Verhaltensforschung:Warum Juckreiz ansteckend ist

Kratzen löst beim Betrachter Jucken aus, das gilt auch bei Mäusen. Forscher identifizierten eine Hirnregion, die bei diesem Prozess aktiv wird.

Von Katrin Blawat

Jemand kratzt sich - schon juckt es einen selbst. Diese sogenannte soziale Ansteckung funktioniert unter Menschen, doch wie sieht es damit bei anderen Primaten und Nagern aus? Was Mäuse angeht, scheint die Sache nun klar zu sein: Auch sie kratzen sich, wenn sie einen Artgenossen bei dieser Tätigkeit beobachten (Science, online). Es genügt sogar, die andere Maus nur per Video zu betrachten, wie ein Team um Yao-Qing Yu von der Washington University in St. Louis gezeigt hat.

Geruchliche oder akustische Signale spielen dafür also keine Rolle. Die Forscher identifizierten auch eine Hirnregion, die während des sozial induzierten Kratzens besonders aktiv wurde, nicht aber, wenn eine Maus spontan einfach so ihrem Juckreiz nachgab. Auf Ebene der Hirnchemie wird das ansteckende Kratzen demnach von dem Botenstoff GPR (Gastrin Releasing Peptide) aus Nervenzellen im suprachiasmatischen Nukleus vermittelt.

WORUM ES GEHT =>
Führe den Artikel über ansteckenden Juckreiz bei Mäusen im selben Stil weiter, beginnend nach seinem letzten Satz. Die Einträge werden hierfür nicht gebraucht.

VORLIEGENDE ANGABEN =>

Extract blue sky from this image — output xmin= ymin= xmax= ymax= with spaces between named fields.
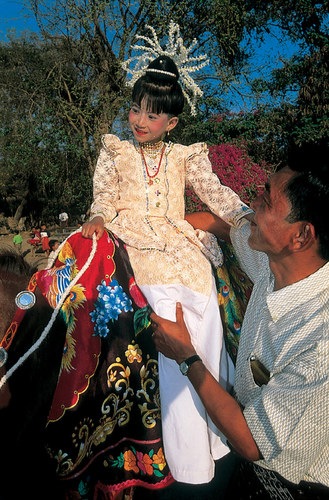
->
xmin=0 ymin=0 xmax=296 ymax=111
xmin=0 ymin=0 xmax=38 ymax=40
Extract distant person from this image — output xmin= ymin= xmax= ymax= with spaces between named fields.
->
xmin=27 ymin=227 xmax=41 ymax=249
xmin=58 ymin=210 xmax=69 ymax=227
xmin=13 ymin=229 xmax=23 ymax=252
xmin=40 ymin=225 xmax=50 ymax=257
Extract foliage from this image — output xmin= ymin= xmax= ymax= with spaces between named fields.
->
xmin=186 ymin=143 xmax=273 ymax=212
xmin=0 ymin=0 xmax=329 ymax=221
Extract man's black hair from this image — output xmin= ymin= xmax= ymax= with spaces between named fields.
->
xmin=285 ymin=140 xmax=329 ymax=260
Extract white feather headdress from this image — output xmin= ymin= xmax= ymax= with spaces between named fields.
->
xmin=122 ymin=21 xmax=209 ymax=115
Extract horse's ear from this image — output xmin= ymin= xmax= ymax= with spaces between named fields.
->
xmin=0 ymin=366 xmax=11 ymax=410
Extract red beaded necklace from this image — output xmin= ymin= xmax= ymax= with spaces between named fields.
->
xmin=140 ymin=144 xmax=166 ymax=184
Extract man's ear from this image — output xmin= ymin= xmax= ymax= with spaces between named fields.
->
xmin=167 ymin=116 xmax=178 ymax=132
xmin=294 ymin=222 xmax=316 ymax=250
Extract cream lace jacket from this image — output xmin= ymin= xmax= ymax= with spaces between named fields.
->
xmin=91 ymin=134 xmax=252 ymax=295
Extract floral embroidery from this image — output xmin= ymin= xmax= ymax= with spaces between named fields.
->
xmin=125 ymin=344 xmax=142 ymax=363
xmin=90 ymin=280 xmax=133 ymax=337
xmin=111 ymin=446 xmax=167 ymax=477
xmin=123 ymin=450 xmax=139 ymax=474
xmin=153 ymin=448 xmax=167 ymax=470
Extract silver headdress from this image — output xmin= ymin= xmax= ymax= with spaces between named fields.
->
xmin=122 ymin=21 xmax=209 ymax=115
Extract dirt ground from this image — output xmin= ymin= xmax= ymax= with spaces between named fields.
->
xmin=0 ymin=227 xmax=77 ymax=269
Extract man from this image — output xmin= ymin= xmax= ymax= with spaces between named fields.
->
xmin=151 ymin=143 xmax=329 ymax=499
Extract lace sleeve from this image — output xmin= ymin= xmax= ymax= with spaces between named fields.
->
xmin=91 ymin=134 xmax=120 ymax=222
xmin=185 ymin=144 xmax=253 ymax=227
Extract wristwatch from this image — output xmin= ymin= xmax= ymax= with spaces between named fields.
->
xmin=179 ymin=354 xmax=202 ymax=375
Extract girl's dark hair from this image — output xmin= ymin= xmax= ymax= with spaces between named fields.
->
xmin=132 ymin=56 xmax=184 ymax=116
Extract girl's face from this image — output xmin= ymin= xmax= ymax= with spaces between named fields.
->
xmin=129 ymin=101 xmax=178 ymax=143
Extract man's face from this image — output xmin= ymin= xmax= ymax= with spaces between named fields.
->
xmin=248 ymin=167 xmax=296 ymax=258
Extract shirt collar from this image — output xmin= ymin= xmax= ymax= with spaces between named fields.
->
xmin=266 ymin=262 xmax=329 ymax=322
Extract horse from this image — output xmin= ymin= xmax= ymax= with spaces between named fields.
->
xmin=0 ymin=233 xmax=173 ymax=500
xmin=0 ymin=250 xmax=65 ymax=500
xmin=0 ymin=233 xmax=249 ymax=500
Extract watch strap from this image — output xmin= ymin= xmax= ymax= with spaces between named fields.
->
xmin=179 ymin=354 xmax=202 ymax=375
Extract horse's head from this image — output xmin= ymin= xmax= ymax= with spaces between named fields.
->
xmin=0 ymin=250 xmax=37 ymax=341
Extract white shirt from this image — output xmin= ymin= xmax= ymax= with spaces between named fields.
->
xmin=231 ymin=224 xmax=329 ymax=486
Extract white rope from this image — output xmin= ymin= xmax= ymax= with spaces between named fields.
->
xmin=0 ymin=228 xmax=97 ymax=390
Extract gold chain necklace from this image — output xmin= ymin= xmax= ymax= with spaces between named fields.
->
xmin=139 ymin=140 xmax=164 ymax=160
xmin=140 ymin=144 xmax=166 ymax=185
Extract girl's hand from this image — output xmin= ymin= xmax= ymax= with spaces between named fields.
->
xmin=151 ymin=302 xmax=196 ymax=364
xmin=81 ymin=216 xmax=104 ymax=240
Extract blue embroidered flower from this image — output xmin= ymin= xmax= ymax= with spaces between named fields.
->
xmin=90 ymin=280 xmax=133 ymax=337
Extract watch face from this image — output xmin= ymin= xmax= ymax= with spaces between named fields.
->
xmin=179 ymin=361 xmax=189 ymax=375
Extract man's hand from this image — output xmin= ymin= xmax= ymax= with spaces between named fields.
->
xmin=81 ymin=216 xmax=104 ymax=240
xmin=151 ymin=302 xmax=196 ymax=364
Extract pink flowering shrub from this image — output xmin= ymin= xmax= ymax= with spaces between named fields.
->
xmin=185 ymin=143 xmax=272 ymax=212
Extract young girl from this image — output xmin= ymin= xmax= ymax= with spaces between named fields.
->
xmin=82 ymin=55 xmax=252 ymax=484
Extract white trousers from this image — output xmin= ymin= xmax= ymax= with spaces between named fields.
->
xmin=140 ymin=283 xmax=233 ymax=484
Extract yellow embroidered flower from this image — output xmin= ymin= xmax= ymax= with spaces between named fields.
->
xmin=62 ymin=283 xmax=87 ymax=329
xmin=61 ymin=333 xmax=76 ymax=372
xmin=125 ymin=344 xmax=142 ymax=363
xmin=108 ymin=370 xmax=117 ymax=383
xmin=137 ymin=451 xmax=153 ymax=476
xmin=153 ymin=448 xmax=166 ymax=471
xmin=123 ymin=450 xmax=139 ymax=474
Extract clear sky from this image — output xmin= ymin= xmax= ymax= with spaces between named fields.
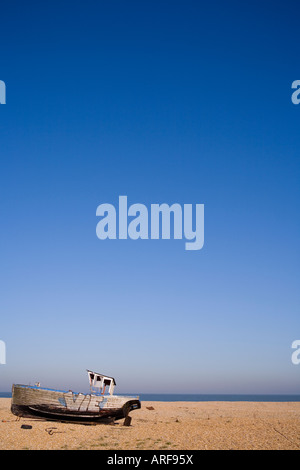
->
xmin=0 ymin=0 xmax=300 ymax=394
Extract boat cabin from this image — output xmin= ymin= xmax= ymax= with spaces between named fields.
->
xmin=87 ymin=370 xmax=116 ymax=395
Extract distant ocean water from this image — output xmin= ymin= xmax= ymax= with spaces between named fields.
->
xmin=0 ymin=392 xmax=300 ymax=402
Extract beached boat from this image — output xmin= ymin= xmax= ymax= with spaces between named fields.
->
xmin=11 ymin=370 xmax=141 ymax=424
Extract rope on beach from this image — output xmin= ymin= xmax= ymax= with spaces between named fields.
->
xmin=45 ymin=428 xmax=66 ymax=436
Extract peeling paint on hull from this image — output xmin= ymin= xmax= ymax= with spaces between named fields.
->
xmin=11 ymin=385 xmax=141 ymax=423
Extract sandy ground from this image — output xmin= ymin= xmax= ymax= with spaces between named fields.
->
xmin=0 ymin=398 xmax=300 ymax=451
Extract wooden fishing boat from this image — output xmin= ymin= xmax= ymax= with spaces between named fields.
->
xmin=11 ymin=370 xmax=141 ymax=424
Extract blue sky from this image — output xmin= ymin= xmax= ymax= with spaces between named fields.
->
xmin=0 ymin=0 xmax=300 ymax=393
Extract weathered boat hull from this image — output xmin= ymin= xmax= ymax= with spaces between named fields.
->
xmin=11 ymin=385 xmax=141 ymax=423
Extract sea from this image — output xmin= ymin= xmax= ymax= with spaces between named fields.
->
xmin=0 ymin=392 xmax=300 ymax=402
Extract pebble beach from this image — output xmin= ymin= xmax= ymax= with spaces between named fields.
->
xmin=0 ymin=398 xmax=300 ymax=451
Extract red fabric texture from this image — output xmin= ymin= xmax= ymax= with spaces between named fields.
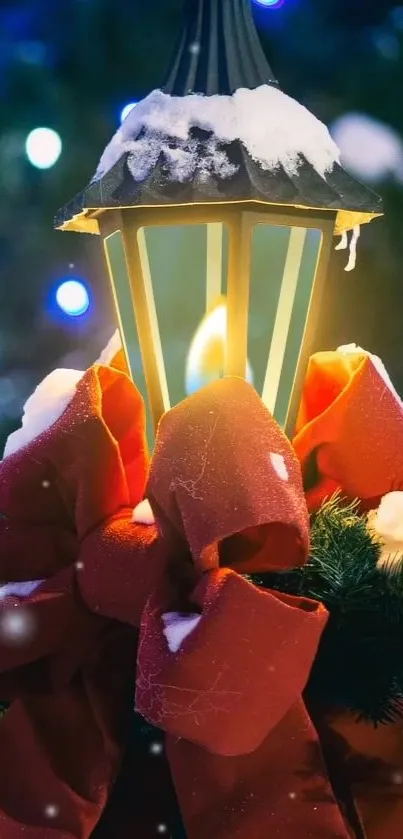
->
xmin=293 ymin=351 xmax=403 ymax=509
xmin=0 ymin=366 xmax=169 ymax=839
xmin=294 ymin=351 xmax=403 ymax=839
xmin=136 ymin=378 xmax=354 ymax=839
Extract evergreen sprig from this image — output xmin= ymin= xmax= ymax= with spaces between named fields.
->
xmin=252 ymin=495 xmax=403 ymax=725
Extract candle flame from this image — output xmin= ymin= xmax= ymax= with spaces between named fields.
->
xmin=186 ymin=297 xmax=253 ymax=395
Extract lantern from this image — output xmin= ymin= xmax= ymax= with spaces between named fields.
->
xmin=56 ymin=0 xmax=382 ymax=440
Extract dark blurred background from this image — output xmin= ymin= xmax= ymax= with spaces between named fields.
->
xmin=0 ymin=0 xmax=403 ymax=448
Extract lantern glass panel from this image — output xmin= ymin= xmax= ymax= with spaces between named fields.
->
xmin=248 ymin=223 xmax=322 ymax=427
xmin=138 ymin=222 xmax=229 ymax=405
xmin=104 ymin=230 xmax=146 ymax=397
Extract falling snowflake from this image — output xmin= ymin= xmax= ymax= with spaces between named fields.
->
xmin=270 ymin=452 xmax=289 ymax=481
xmin=45 ymin=804 xmax=60 ymax=819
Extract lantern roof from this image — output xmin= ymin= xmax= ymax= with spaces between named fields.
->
xmin=56 ymin=0 xmax=382 ymax=233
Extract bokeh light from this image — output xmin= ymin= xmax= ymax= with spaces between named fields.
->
xmin=25 ymin=128 xmax=63 ymax=169
xmin=56 ymin=279 xmax=90 ymax=318
xmin=120 ymin=102 xmax=138 ymax=122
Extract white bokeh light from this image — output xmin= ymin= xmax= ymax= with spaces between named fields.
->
xmin=56 ymin=280 xmax=90 ymax=317
xmin=120 ymin=102 xmax=138 ymax=122
xmin=0 ymin=606 xmax=36 ymax=646
xmin=330 ymin=112 xmax=403 ymax=184
xmin=25 ymin=128 xmax=63 ymax=169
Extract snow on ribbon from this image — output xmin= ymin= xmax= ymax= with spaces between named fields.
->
xmin=4 ymin=369 xmax=84 ymax=457
xmin=162 ymin=612 xmax=201 ymax=653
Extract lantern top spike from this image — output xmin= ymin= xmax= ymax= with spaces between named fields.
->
xmin=56 ymin=0 xmax=383 ymax=233
xmin=162 ymin=0 xmax=278 ymax=96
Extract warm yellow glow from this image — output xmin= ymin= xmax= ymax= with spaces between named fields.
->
xmin=186 ymin=297 xmax=253 ymax=394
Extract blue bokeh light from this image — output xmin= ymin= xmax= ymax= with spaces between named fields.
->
xmin=120 ymin=102 xmax=138 ymax=122
xmin=55 ymin=278 xmax=90 ymax=318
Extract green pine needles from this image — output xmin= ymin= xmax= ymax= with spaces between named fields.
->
xmin=252 ymin=495 xmax=403 ymax=725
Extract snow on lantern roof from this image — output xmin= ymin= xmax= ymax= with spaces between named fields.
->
xmin=56 ymin=0 xmax=382 ymax=233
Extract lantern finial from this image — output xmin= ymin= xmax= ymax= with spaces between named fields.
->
xmin=163 ymin=0 xmax=278 ymax=96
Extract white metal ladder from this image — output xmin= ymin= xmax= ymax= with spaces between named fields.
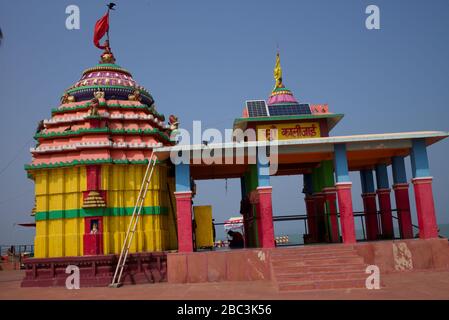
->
xmin=109 ymin=150 xmax=156 ymax=288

LÖSUNG =>
Nachahmen nicht immer ein Zeichen für Empathie

Ahmt ein Tier das Verhalten eines Artgenossen nach, gilt das in einigen Fällen als Zeichen für Empathie, also die Fähigkeit, mit anderen mitzufühlen. Bei Mäusen sei dies jedoch nicht der Fall, schreiben die Autoren der aktuellen Studie. Wenn überhaupt, empfinden Mäuse allenfalls für sehr vertraute Artgenossen so etwas wie Empathie. Das Kratzen dagegen wirkte auch dann ansteckend, wenn die Nager es bei unbekannten Artgenossen sahen.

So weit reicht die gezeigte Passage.